Top of TEXT
London: China has threatened “reciprocity” against countries demanding travellers from its shores provide negative COVID tests before boarding flights. It comes as the UK government admitted the measure was only in place because Beijing was not sharing COVID data.
Australia joined the United States, the UK, France, Italy, Spain, Canada in demanding all travellers present a negative test of COVID taken no more than 48 hours before departure. Travellers on flights from mainland China, Hong Kong and Macau into Australia will have to take a supervised, lesser-accurate rapid test and present the paperwork to the airline staff before boarding. The measure begins at 12.01am on January 5.
Masked commuters head to work during the morning rush hour in Beijing in December 2022.Credit:AP
The measure has incensed China, which is preparing to welcome back international visitors when it scraps its strict mandatory quarantine arrangements that have been in place as part of President Xi Jinping’s zero-COVID strategy.
“We firmly reject using COVID measures for political purposes and will take corresponding measures in response to varying situations via the principle of reciprocity,” China’s foreign ministry spokeswoman Mao Ning said.
Bottom of TEXT
Top of MATERIAL SHOWN
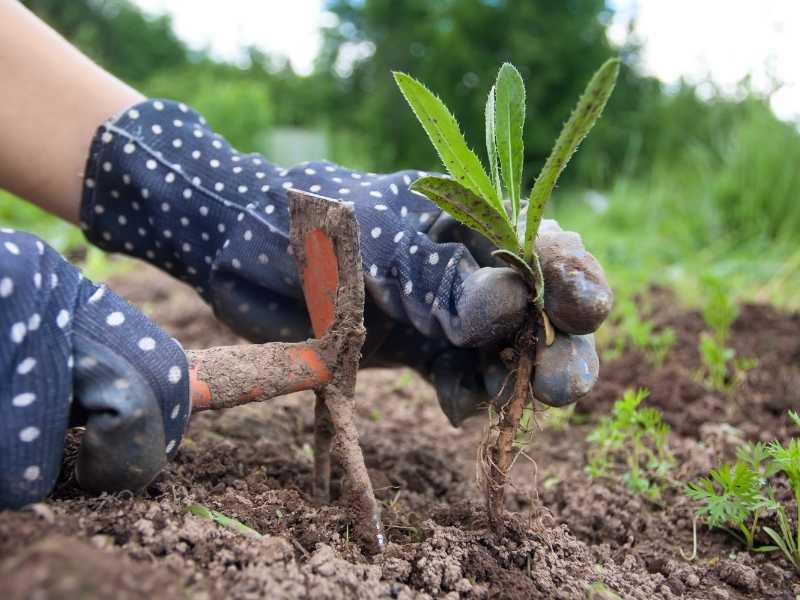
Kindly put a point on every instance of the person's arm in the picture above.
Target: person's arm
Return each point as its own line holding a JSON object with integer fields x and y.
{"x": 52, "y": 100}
Bottom of MATERIAL SHOWN
Top of MATERIAL SHOWN
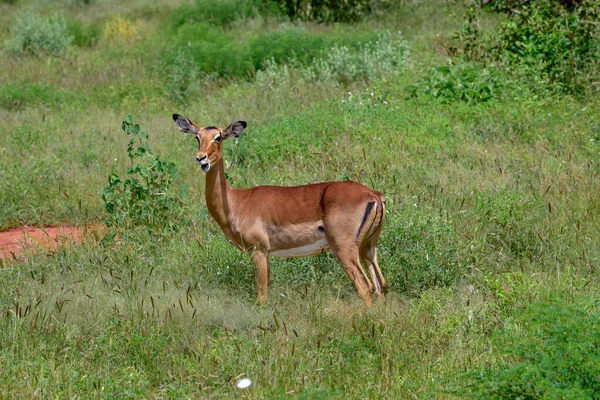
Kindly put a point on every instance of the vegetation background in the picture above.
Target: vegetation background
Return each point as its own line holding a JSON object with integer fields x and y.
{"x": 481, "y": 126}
Bottom of MATERIAL SHOWN
**PROBLEM DESCRIPTION**
Copy out the entire article on China's response to COVID testing rules for its travelers, word for word. The records play no part in what comes next.

**ANSWER BOX**
London: China has threatened “reciprocity” against countries demanding travellers from its shores provide negative COVID tests before boarding flights. It comes as the UK government admitted the measure was only in place because Beijing was not sharing COVID data.
Australia joined the United States, the UK, France, Italy, Spain, Canada in demanding all travellers present a negative test of COVID taken no more than 48 hours before departure. Travellers on flights from mainland China, Hong Kong and Macau into Australia will have to take a supervised, lesser-accurate rapid test and present the paperwork to the airline staff before boarding. The measure begins at 12.01am on January 5.
Masked commuters head to work during the morning rush hour in Beijing in December 2022.Credit:AP
The measure has incensed China, which is preparing to welcome back international visitors when it scraps its strict mandatory quarantine arrangements that have been in place as part of President Xi Jinping’s zero-COVID strategy.
“We firmly reject using COVID measures for political purposes and will take corresponding measures in response to varying situations via the principle of reciprocity,” China’s foreign ministry spokeswoman Mao Ning said.